WHAT TO DO: Rewrite the listing below, starting at the line containing "In the photo above, where can the wispy" and ending at the last line of the listing, with every "wispy" changed to "feathery" and nothing else altered. Leave the pictures out of your answer.

(Position identification records)
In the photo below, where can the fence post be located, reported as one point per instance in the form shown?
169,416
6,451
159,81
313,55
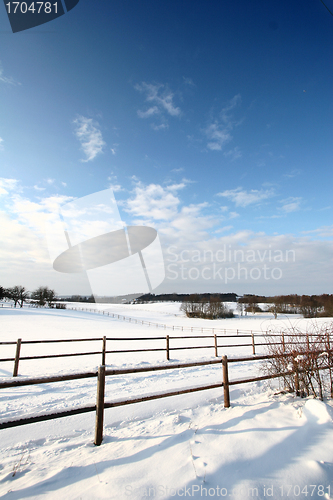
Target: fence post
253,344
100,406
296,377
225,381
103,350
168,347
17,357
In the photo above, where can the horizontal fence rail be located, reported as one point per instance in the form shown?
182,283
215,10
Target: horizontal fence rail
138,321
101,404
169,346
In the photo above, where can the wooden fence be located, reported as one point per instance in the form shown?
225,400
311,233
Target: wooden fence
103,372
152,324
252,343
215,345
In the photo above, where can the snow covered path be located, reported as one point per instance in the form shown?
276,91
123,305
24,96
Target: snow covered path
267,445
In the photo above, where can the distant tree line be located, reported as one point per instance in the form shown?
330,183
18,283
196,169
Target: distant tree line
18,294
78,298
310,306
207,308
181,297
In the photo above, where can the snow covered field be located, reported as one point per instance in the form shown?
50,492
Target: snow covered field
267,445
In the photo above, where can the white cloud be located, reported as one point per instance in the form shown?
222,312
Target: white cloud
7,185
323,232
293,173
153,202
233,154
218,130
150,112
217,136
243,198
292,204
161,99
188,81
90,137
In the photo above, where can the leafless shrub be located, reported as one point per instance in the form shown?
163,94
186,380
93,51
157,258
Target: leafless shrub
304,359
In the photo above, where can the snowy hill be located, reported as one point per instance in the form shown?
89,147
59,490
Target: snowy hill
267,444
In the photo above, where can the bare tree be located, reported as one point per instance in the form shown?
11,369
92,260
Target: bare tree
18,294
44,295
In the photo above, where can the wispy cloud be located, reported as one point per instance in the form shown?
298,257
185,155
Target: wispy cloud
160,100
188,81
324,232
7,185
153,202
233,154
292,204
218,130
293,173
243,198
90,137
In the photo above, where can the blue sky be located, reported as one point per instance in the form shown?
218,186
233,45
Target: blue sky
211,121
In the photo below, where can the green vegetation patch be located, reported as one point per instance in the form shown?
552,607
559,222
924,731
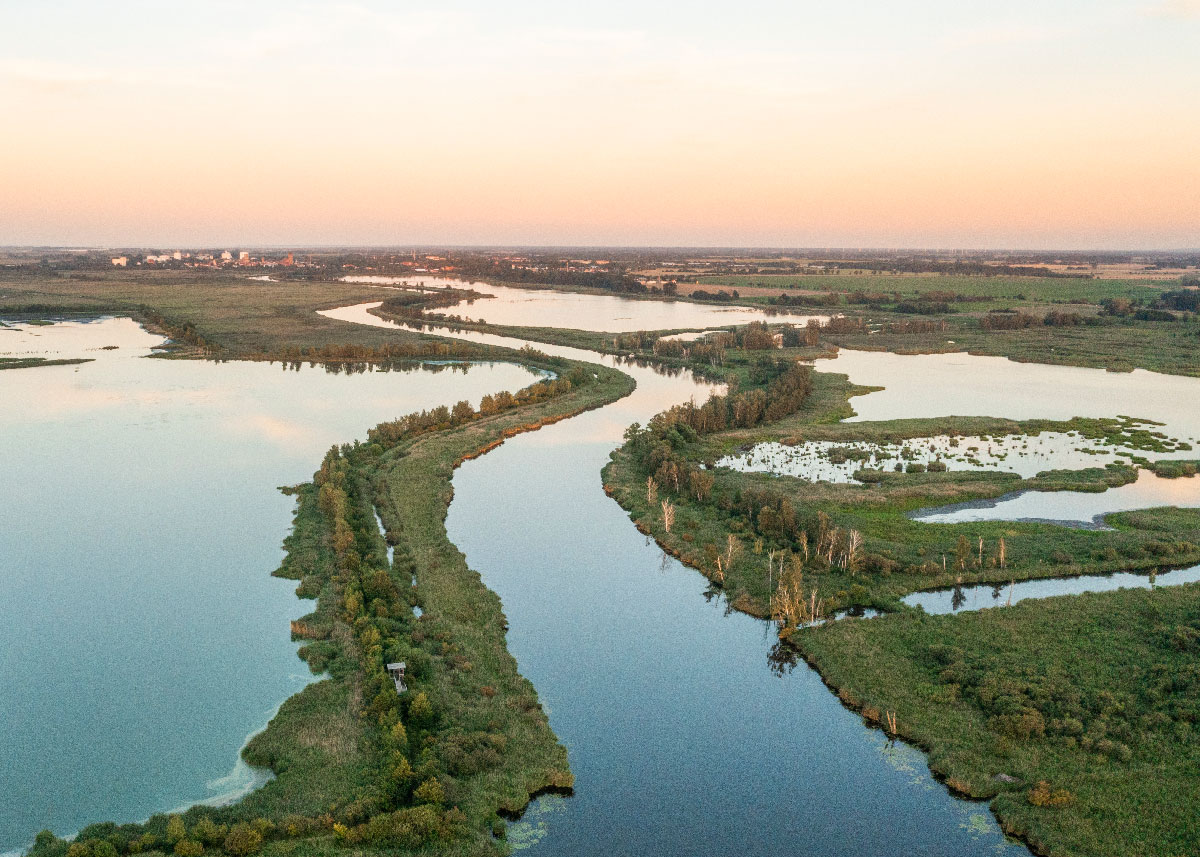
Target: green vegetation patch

RESULT OF THIS TASK:
In the photo above, where can the feathery cloud be located, reported as one point per instance in the form shown?
298,257
185,155
Target: feathery cloud
160,100
188,81
324,232
7,185
153,202
233,154
292,204
218,130
293,173
243,198
90,137
In the photo above, where can the blue sky be located, reported as one point per instance in the form shown?
218,186
233,45
Target: blue sky
211,121
In the photo below, where can the green vegetation patch be located, reported as one point per instance in the form shown?
552,607
559,222
924,731
Target: green vegetation patch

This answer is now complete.